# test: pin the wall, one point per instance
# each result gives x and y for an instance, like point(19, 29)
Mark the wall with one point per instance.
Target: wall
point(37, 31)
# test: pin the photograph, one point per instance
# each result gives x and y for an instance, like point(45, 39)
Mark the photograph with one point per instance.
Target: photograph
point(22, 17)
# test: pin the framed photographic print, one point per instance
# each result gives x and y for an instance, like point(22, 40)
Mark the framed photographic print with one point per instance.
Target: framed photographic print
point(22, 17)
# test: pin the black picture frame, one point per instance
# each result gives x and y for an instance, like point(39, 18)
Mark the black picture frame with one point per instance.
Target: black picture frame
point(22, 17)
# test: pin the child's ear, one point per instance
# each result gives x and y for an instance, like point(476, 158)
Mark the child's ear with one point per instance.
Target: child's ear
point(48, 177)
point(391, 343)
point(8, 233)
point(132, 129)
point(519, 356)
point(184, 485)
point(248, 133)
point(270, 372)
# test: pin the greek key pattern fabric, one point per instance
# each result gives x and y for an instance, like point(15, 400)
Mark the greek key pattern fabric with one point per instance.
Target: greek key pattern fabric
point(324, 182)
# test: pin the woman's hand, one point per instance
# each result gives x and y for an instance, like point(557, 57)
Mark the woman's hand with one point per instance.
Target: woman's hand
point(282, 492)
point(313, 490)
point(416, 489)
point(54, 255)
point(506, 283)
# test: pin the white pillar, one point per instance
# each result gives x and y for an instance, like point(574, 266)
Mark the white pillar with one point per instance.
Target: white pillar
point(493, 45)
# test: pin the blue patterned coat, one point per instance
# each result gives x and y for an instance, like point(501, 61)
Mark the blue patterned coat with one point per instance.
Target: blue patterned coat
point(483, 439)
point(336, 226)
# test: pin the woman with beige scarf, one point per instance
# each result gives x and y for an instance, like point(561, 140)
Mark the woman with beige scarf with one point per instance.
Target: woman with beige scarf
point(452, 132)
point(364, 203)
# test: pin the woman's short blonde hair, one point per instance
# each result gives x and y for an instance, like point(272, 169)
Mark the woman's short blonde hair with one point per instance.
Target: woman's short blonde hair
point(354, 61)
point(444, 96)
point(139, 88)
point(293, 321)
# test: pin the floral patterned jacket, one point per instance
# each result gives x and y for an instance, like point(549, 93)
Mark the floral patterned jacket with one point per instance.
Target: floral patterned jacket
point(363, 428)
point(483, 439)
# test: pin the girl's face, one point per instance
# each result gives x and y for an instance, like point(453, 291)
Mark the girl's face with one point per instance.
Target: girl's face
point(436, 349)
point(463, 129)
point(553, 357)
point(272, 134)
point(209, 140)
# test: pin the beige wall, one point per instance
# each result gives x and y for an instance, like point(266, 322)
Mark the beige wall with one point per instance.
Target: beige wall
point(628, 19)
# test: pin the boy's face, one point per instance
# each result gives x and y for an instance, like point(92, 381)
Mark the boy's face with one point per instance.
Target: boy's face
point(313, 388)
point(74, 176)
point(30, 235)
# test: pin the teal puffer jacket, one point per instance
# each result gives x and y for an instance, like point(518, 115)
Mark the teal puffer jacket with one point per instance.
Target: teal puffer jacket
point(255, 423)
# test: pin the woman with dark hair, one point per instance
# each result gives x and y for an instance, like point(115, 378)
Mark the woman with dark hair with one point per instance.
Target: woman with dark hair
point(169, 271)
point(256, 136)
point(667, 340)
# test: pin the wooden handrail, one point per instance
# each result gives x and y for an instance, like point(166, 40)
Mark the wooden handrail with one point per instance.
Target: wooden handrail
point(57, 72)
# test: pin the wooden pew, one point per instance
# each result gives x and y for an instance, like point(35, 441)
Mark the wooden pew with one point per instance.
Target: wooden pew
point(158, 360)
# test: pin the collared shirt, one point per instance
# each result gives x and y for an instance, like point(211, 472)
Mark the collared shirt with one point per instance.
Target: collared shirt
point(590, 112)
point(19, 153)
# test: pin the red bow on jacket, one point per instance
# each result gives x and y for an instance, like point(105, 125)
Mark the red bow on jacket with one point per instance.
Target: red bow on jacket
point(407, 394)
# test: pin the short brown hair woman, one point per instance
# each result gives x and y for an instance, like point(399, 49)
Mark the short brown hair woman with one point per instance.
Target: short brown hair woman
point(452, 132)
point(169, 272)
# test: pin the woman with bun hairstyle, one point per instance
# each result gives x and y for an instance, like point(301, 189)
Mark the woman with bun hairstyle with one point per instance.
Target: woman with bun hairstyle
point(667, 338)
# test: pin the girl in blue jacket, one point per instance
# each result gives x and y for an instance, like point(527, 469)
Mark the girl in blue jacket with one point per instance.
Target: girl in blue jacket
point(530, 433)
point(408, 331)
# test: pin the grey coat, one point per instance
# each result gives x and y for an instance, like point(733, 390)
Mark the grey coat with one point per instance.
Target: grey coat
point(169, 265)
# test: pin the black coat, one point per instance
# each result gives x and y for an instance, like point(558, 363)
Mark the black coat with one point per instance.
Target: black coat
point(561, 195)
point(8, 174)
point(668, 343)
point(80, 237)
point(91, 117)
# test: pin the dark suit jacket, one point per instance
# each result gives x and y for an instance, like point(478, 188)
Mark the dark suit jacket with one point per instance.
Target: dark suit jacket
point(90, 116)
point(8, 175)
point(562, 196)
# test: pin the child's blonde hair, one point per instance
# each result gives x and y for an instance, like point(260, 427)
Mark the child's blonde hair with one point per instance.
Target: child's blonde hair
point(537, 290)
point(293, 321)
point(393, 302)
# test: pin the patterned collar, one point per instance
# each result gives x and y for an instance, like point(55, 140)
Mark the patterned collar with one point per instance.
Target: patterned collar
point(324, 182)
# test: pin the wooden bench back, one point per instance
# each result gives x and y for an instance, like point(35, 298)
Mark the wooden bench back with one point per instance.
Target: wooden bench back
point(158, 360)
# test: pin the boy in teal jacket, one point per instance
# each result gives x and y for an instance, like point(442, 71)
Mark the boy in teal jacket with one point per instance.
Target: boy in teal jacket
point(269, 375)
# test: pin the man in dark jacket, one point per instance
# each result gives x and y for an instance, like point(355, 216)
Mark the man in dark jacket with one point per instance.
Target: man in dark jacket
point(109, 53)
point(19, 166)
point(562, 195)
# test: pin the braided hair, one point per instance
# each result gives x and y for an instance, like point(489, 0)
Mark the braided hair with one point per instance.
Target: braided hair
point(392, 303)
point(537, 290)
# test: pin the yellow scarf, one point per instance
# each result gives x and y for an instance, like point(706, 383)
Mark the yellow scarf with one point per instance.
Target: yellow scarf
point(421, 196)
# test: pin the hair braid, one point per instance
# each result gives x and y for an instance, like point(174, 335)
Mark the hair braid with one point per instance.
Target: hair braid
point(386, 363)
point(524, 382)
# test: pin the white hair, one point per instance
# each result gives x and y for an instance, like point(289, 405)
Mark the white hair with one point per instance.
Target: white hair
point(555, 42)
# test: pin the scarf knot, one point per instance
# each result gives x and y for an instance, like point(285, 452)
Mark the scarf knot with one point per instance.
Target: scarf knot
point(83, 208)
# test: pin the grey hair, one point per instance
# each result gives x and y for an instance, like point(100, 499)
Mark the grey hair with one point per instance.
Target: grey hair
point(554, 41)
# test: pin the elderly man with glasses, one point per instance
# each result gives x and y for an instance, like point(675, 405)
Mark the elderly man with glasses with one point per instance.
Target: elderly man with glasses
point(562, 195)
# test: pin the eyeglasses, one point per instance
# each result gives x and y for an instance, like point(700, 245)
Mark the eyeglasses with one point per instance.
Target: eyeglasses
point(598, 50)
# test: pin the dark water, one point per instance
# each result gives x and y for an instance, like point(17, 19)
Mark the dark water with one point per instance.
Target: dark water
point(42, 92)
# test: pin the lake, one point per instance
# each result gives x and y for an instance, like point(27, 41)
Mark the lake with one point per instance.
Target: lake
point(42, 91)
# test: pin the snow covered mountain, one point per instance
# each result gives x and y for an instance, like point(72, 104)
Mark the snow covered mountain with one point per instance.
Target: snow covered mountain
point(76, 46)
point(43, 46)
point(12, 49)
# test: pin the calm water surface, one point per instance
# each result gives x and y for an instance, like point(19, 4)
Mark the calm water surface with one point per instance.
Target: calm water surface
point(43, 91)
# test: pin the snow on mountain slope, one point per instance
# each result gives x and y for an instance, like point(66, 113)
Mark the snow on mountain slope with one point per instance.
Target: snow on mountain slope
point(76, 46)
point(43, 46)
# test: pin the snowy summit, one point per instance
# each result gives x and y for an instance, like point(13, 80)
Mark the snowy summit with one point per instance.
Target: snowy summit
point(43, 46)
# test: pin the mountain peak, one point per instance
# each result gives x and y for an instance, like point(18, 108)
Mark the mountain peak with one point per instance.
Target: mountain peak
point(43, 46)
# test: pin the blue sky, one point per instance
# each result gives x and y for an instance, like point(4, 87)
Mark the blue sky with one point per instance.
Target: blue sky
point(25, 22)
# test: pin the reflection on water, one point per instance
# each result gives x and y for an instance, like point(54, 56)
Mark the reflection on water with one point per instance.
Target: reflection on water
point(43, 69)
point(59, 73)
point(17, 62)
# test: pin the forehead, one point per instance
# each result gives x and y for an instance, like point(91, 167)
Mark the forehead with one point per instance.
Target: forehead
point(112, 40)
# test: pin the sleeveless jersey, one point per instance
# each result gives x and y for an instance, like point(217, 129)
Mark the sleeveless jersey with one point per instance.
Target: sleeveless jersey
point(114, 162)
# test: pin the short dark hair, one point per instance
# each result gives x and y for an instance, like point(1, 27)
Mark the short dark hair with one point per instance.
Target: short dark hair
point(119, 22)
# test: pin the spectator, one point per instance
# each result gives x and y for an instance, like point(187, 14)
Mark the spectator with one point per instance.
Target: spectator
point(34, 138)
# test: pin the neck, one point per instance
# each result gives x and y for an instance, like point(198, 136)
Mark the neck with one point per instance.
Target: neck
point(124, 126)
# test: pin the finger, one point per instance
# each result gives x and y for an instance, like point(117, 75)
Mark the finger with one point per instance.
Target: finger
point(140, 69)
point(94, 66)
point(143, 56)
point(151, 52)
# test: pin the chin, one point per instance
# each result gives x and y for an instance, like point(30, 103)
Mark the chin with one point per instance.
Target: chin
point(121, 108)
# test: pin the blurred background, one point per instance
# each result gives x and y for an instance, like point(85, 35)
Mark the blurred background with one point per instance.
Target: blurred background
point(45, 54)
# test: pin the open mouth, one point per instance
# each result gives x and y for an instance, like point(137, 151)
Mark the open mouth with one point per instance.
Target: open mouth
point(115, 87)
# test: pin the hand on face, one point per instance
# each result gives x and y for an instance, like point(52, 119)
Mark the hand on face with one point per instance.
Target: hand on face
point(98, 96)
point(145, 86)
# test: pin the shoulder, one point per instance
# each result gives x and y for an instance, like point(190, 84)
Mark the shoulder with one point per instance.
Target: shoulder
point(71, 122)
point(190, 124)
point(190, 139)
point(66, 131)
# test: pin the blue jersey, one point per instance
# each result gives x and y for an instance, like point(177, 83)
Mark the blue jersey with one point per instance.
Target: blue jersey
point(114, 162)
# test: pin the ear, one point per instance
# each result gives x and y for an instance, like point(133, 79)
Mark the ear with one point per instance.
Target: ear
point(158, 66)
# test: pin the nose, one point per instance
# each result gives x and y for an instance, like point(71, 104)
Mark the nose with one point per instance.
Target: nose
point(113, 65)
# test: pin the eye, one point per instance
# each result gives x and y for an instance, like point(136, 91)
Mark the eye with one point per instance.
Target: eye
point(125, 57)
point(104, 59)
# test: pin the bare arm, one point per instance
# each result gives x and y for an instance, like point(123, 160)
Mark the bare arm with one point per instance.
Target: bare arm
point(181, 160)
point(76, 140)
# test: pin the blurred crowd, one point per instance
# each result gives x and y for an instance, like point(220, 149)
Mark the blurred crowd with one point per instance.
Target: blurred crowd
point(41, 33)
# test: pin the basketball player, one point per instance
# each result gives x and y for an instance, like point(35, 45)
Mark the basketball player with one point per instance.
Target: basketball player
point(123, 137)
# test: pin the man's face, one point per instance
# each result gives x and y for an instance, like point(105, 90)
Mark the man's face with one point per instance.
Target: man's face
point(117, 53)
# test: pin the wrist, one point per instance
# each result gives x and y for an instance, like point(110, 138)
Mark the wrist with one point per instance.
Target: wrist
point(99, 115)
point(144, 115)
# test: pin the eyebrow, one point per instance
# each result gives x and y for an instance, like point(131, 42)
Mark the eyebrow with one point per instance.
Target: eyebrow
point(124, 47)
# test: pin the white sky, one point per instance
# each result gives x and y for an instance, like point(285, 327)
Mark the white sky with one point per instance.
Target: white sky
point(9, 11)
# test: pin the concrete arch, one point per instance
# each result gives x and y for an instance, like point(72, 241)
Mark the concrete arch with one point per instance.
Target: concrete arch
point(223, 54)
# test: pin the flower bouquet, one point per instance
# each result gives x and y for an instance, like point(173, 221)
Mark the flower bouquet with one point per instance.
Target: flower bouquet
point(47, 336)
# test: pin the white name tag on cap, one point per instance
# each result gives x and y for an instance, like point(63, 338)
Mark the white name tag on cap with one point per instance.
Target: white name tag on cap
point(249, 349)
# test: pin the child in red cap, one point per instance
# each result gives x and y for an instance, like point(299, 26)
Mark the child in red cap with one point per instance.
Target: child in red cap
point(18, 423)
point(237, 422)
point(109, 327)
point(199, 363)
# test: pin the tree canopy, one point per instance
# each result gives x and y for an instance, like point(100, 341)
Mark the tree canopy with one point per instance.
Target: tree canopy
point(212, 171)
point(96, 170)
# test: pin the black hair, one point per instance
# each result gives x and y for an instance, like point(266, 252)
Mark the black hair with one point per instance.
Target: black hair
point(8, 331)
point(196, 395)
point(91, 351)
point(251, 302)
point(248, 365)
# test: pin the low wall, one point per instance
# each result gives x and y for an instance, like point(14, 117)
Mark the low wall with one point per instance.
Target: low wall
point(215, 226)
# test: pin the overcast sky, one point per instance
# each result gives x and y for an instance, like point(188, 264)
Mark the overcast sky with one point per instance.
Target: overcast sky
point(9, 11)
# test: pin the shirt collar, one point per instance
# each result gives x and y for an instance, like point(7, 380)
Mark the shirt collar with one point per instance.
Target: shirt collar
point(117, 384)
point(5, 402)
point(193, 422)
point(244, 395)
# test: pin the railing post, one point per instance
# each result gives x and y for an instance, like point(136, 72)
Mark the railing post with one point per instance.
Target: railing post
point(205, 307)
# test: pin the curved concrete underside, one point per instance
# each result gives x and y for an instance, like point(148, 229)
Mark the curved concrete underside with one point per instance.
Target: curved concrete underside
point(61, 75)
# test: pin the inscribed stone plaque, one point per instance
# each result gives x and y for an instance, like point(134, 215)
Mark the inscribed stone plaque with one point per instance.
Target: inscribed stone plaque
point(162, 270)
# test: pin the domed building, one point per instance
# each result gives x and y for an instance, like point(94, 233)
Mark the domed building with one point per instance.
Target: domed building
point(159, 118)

•••••

__TASK ITEM__.
Retype the listing above, word for word, from its first line to the line containing "# test: pin the framed", both ends included.

__FINISHED TASK__.
# test: pin the wall, one point per instance
# each result gives x and y for an instance, like point(19, 29)
Mark the wall with one point per instance.
Target: wall
point(37, 31)
# test: pin the photograph, one point per instance
# each result gives x and y for an instance, like point(45, 39)
Mark the photograph with one point per instance.
Target: photograph
point(22, 17)
# test: pin the framed photographic print, one point per instance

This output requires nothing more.